以下のすべての行を、空行を除いて番号付きリストに書き直してください。画像は答えに入れないこと。

* _提示された行_:
● ● ● ● ●
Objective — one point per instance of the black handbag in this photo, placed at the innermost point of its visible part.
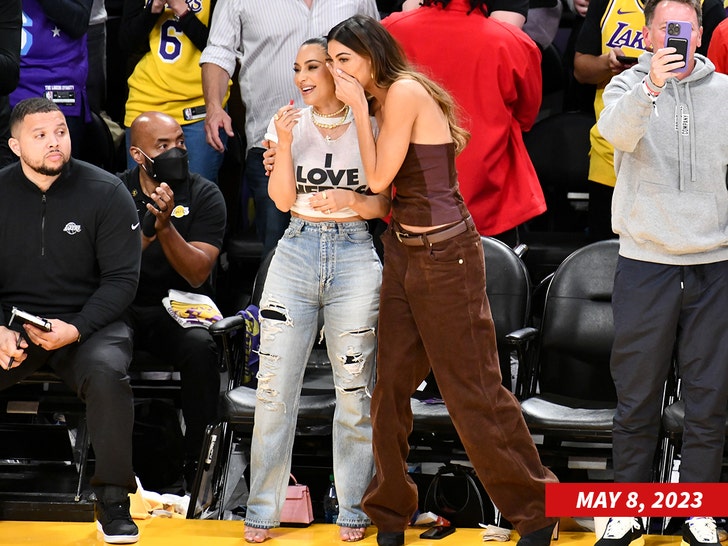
(457, 495)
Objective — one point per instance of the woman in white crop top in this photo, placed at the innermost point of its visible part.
(325, 264)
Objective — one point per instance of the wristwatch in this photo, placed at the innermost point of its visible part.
(185, 14)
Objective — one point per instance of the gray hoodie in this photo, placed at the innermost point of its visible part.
(670, 202)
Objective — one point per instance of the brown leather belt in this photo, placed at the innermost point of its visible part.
(428, 239)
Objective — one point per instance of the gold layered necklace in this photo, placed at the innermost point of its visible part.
(330, 121)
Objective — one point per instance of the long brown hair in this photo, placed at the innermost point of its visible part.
(368, 38)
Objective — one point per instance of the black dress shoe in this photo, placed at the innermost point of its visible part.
(390, 539)
(542, 537)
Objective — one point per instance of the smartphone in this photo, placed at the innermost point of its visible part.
(626, 59)
(438, 531)
(27, 318)
(677, 35)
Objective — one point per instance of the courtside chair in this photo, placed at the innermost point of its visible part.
(558, 147)
(569, 393)
(508, 288)
(237, 409)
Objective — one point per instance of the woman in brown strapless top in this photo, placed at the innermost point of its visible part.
(434, 313)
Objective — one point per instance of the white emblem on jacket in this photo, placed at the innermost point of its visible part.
(72, 228)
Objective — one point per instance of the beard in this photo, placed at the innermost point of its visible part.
(41, 167)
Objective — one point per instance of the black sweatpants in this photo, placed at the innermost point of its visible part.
(660, 311)
(97, 370)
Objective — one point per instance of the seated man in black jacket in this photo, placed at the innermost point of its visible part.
(10, 24)
(183, 220)
(70, 251)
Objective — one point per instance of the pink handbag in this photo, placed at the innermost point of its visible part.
(297, 510)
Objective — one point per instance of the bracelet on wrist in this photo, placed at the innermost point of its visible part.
(652, 93)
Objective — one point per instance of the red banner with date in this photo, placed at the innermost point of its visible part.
(636, 499)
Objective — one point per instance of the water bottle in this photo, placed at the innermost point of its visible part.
(331, 503)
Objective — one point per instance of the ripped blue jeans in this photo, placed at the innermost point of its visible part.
(332, 268)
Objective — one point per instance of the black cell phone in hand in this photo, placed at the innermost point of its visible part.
(677, 35)
(626, 59)
(438, 531)
(26, 318)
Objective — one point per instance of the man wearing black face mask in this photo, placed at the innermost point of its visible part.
(183, 219)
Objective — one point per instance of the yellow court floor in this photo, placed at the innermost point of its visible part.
(180, 532)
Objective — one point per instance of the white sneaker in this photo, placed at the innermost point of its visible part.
(623, 532)
(700, 532)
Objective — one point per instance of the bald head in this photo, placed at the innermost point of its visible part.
(153, 133)
(150, 125)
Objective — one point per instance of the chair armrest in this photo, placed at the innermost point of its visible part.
(524, 341)
(522, 335)
(227, 325)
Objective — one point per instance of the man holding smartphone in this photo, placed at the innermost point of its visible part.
(183, 223)
(610, 41)
(69, 252)
(666, 119)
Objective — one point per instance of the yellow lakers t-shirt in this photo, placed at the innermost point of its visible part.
(168, 78)
(621, 26)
● ● ● ● ●
* _結果_:
1. Objective — one point per instance of the black handbag in this photo, placed at the innermost point of its visible part.
2. (457, 495)
3. Objective — one point per instance of the woman in white crop top in this photo, placed at the innermost point of its visible part.
4. (325, 264)
5. Objective — one point per instance of the wristwatch in this photo, placed at the innermost point of its visible part.
6. (185, 14)
7. Objective — one point per instance of the gray hoodie in this photo, placed at the innermost point of its visible part.
8. (670, 202)
9. Objective — one point per instance of the brown leather belt in this photo, placed at the innermost point of its visible part.
10. (428, 239)
11. Objective — one point per instance of the gold layered necklace in this photo, placed at the innermost point of its visible part.
12. (330, 121)
13. Objective — one point per instance of the long brown hair in this photo, placed at the innermost point of its visible part.
14. (368, 38)
15. Objective — one point per instance of the black dress shoe in this photo, placed at the innermost point of its visible part.
16. (390, 539)
17. (542, 537)
18. Objective — one point per instance of the smartphone in this photo, placed at the innermost point of its visible part.
19. (626, 59)
20. (438, 531)
21. (27, 318)
22. (677, 35)
23. Objective — one point per instance of the courtside chair in this photo, placed at the innermost point of its visible part.
24. (558, 147)
25. (569, 393)
26. (508, 288)
27. (237, 409)
28. Objective — one point per instance of the woman in brown strapless top in this photo, placed at the innermost point of its visible part.
29. (434, 313)
30. Objective — one point per instance of the white emblem on jacket in this photo, placed at the innermost point of its visible part.
31. (72, 228)
32. Objective — one point per instance of the beard in this photo, placed at the innermost point of its visible part.
33. (41, 167)
34. Objective — one point per instance of the black sweatpants in this photo, placed at the innermost point of its visible part.
35. (660, 311)
36. (97, 370)
37. Objective — one point per instance of the seated man in black jacket in this photo, placed at the innermost point of its visible part.
38. (10, 24)
39. (183, 220)
40. (70, 251)
41. Objective — one point per instance of the pink handbag in this photo, placed at the innermost point of its visible part.
42. (297, 510)
43. Objective — one point per instance of the bracelet on wrist in this photo, placed at the innermost point of its visible part.
44. (652, 93)
45. Objective — one point per instance of the red banner with date in this photo, placed at the innermost point of its visible part.
46. (636, 499)
47. Objective — one point per instance of the water bottle in this photo, placed at the innermost point of its visible part.
48. (331, 503)
49. Objective — one point per instance of the ripped blue jeans in this photo, placed at the innermost point of its visible part.
50. (332, 268)
51. Objective — one point per instance of the black cell phone in hand in this photo, placed at the innermost point of its visible part.
52. (677, 35)
53. (626, 59)
54. (438, 531)
55. (26, 318)
56. Objective — one point per instance of the man wearing black face mask in this photo, placed at the innermost point of its visible part.
57. (183, 219)
58. Objective — one point per instance of the yellow court floor in this photo, placed at the innermost point of its visible part.
59. (180, 532)
60. Objective — one point per instance of the white sneaker in this photo, placed at the innermost point of its visible part.
61. (623, 532)
62. (700, 532)
63. Objective — one point per instance of the bald head in this photo, placed at the innermost point of its visible part.
64. (153, 133)
65. (150, 125)
66. Objective — one point per instance of the chair armrest in this photo, placed at the innermost point of its visible part.
67. (524, 341)
68. (522, 335)
69. (227, 325)
70. Objective — one point per instance of the man holding smartphone in this photo, placed at the innermost point of its visible part.
71. (183, 223)
72. (610, 41)
73. (69, 252)
74. (666, 119)
75. Objective — one point per instance of the yellow lakers t-shirt in this photo, placed at the innermost point of its visible part.
76. (168, 78)
77. (621, 26)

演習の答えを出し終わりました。